• Problem to work on
Each entry needs to be reproduced exactly, with none left out.

[Start of Attachment]

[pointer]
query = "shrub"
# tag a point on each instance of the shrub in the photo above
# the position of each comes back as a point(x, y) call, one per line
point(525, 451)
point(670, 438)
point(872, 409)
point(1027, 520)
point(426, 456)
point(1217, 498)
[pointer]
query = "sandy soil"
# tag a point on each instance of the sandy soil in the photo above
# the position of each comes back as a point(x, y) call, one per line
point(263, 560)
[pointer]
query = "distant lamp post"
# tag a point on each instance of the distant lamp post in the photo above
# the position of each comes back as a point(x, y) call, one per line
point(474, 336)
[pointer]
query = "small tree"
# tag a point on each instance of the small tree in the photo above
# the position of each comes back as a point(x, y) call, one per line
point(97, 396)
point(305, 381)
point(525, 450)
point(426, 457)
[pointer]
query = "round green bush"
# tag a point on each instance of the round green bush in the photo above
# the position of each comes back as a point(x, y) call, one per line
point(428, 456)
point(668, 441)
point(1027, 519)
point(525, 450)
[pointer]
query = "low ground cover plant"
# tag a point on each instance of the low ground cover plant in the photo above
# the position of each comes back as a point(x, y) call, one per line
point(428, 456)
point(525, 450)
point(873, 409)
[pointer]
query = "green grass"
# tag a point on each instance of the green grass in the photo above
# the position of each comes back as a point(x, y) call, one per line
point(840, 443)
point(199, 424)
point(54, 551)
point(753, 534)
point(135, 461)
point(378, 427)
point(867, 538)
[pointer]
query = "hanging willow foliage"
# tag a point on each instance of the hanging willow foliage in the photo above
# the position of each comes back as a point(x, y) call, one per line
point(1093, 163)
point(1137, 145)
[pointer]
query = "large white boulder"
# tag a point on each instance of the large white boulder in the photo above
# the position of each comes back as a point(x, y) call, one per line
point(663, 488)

[End of Attachment]

• Solution for this problem
[pointer]
query = "shrub"
# tag a point on each instance of the shrub in the photo above
# the position of each comes back as a point(x, y) call, one per line
point(525, 451)
point(670, 438)
point(872, 409)
point(1027, 520)
point(426, 456)
point(1217, 498)
[pointer]
query = "sandy soil"
# tag a point on each instance of the sandy soil in the photo above
# the position of each comes back as a point(x, y) call, one per line
point(263, 560)
[pointer]
query = "distant lamp post"
# tag a point on each instance of the distant lamp post in the photo above
# the position of each comes back as a point(x, y) call, one per line
point(474, 336)
[pointer]
query = "small tree"
# tag a point on each instance of the small tree in the photo above
# the position of each comes back as a point(x, y) call, one per line
point(97, 396)
point(305, 381)
point(525, 450)
point(426, 457)
[pointer]
query = "round green bush"
# tag a point on each instance of the round green bush in the photo above
# the position of each comes back as a point(x, y) call, one per line
point(428, 456)
point(668, 441)
point(1027, 519)
point(525, 450)
[pointer]
query = "low ground cover plant"
# tag a point on each instance of the low ground cover plant in the photo above
# the position of each comes back as a point(x, y) call, one per line
point(428, 456)
point(525, 450)
point(873, 409)
[pointer]
query = "green grass"
# tag a point on each instance of the green grass in the photo above
# the position of each comes back as a point(x, y) call, one per line
point(840, 443)
point(199, 424)
point(54, 551)
point(753, 534)
point(135, 461)
point(378, 427)
point(867, 538)
[pointer]
query = "hanging willow foliage"
# tag a point on each instance of the hanging willow foliage in the photo above
# the position of each comes back as a point(x, y) call, one per line
point(1093, 163)
point(1137, 145)
[pointer]
query = "large white boulder"
# tag a point on each instance of the large white boulder in the photo above
# the position of each comes back as a point(x, y) call, one per line
point(663, 488)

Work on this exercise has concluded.